* _WHAT YOU WILL DO_
Repeat the listing below in full, exactly as it stands.

* _RECORDS TO USE_
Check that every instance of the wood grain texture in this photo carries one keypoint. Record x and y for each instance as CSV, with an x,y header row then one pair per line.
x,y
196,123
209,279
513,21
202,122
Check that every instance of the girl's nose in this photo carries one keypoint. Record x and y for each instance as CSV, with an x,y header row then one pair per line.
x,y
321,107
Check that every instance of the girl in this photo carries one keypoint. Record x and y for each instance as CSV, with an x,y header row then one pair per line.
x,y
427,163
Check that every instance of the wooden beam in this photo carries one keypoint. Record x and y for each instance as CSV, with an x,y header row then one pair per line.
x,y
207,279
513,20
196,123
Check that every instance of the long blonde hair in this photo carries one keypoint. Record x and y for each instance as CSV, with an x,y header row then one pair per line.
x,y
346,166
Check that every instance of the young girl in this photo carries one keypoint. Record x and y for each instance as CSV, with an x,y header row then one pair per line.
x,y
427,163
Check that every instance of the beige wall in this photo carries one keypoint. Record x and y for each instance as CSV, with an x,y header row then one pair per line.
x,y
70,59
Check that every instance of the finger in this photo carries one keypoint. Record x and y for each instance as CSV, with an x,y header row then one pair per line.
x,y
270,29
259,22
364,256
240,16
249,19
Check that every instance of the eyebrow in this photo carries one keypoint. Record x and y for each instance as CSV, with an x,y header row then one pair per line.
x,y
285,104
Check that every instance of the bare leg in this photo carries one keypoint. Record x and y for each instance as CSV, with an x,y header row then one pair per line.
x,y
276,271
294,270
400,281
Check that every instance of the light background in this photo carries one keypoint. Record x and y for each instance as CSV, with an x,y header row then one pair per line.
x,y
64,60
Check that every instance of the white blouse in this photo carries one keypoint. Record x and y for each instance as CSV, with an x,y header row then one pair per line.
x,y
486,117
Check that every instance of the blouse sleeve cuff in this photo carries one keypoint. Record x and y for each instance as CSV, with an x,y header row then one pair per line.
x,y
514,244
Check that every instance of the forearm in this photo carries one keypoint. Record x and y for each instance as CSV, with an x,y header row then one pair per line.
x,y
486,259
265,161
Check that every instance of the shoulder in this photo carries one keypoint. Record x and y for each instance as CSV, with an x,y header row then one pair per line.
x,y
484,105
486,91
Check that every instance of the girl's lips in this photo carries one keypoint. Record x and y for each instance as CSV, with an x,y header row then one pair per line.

* _RESULT BELOW_
Check that every instance of the wood grain texture in this photo carries one keypoint. Record x and y for each instance as CSV, with an x,y header row then one pair per line.
x,y
196,123
209,279
513,21
202,122
Check that every instance of the girl's nose in this photo carries one keypoint. Record x and y for each instance as CSV, with an x,y header row then one pair per line.
x,y
321,107
Check that every instance of the girl in this photo carries one keypoint. Record x and y for each instance as CSV, with an x,y header row then one pair per line.
x,y
427,163
Check that every instance of the wooden beam in this photo carries one keypoint. Record x and y for each instance as CSV, with an x,y header row then one pair per line.
x,y
207,279
513,20
196,123
Check that every instance of the long blonde hair in this photo carries one keypoint. Record x and y for each instance as CSV, with an x,y header row then one pair per line.
x,y
346,166
Check that every instance of the young girl in this photo carries one keypoint. Record x and y for each instance as CSV, with an x,y header row then one pair per line.
x,y
427,163
Check that every instance of the beige wall in this photo carries one keypoint. Record x and y for each instance as CSV, with an x,y header row then one pair per line.
x,y
70,59
Check that every instance of the finger in this photo carries one keypoint. Record x and y for each instance as CSV, with an x,y header row then one pair per line.
x,y
270,29
259,22
364,256
240,16
249,19
Check that every instance of the eyebrow in this photo carries one keypoint. Record x and y for each instance as CSV, with an x,y header row then one pair per line.
x,y
285,104
Check that every instance of the bare leg in this photo carries one keypoint. Record x and y for each instance as CSV, with an x,y header row then one pair per line.
x,y
276,271
294,270
400,281
Check that every instance of the light background in this photo carries one keypoint. Record x and y for each instance as CSV, with an x,y header row then one pair per line.
x,y
64,60
Check that every instance of the white blouse in this photo carries one keypoint. Record x and y for each instance as CSV, with an x,y header row then one pair per line.
x,y
486,117
Check that every instance of the blouse sleeve cuff in this photo carries one keypoint. Record x and y for each instance as CSV, with an x,y header row then one pair per line.
x,y
514,244
Check that every instance of the forearm in this photo carries one keypoint. Record x and y for each instance as CSV, with an x,y header row then one pair per line.
x,y
486,259
265,161
Check that every instance of the shoulder in this photo carries one keypoint. Record x and y for each instance as CSV, with an x,y header row then one pair per line.
x,y
484,105
486,91
Check that every instance of the girl's lips in this photo carries one keypoint. Record x and y for each instance as CSV, with an x,y header row then one pair per line.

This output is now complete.